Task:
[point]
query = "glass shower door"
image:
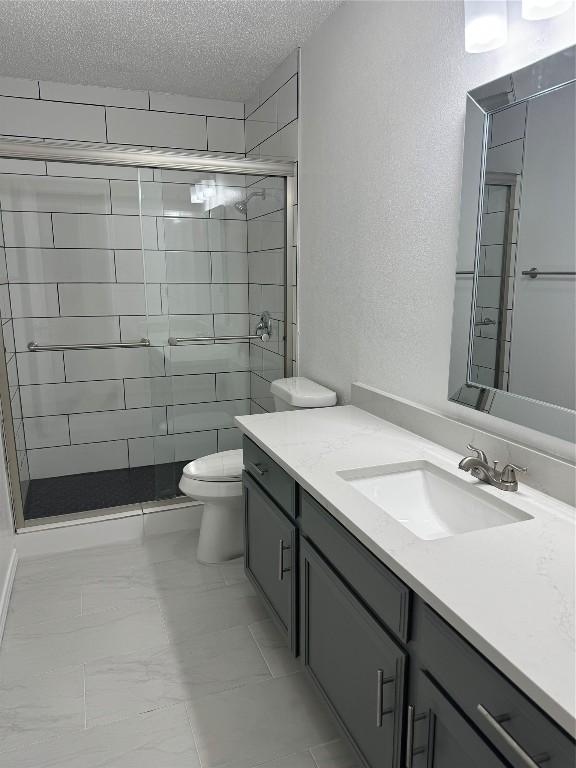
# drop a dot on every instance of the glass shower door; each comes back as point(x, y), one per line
point(210, 307)
point(74, 302)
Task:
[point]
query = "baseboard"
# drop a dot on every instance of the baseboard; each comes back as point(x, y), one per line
point(51, 539)
point(171, 520)
point(130, 524)
point(7, 591)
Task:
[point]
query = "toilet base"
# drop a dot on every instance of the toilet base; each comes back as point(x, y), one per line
point(221, 531)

• [WHAT THE TASK REQUIRES]:
Print all of the rows above word for word, leaving out the pictures.

• [OUTPUT OF THE EXERCISE]:
Task:
[point]
query = "glass shower door"
image:
# drop a dot on every instance of the glass shower door; each comes back as point(x, y), one per line
point(210, 307)
point(74, 302)
Task:
[point]
query = "baseboard"
# drop a dot on every instance of the baseboard; each comes back as point(x, y), one per line
point(51, 539)
point(171, 520)
point(130, 524)
point(7, 591)
Task:
[point]
query = "toilet base"
# drop a dot on every instance of the toilet base; each comes back as point(x, y), one per line
point(221, 531)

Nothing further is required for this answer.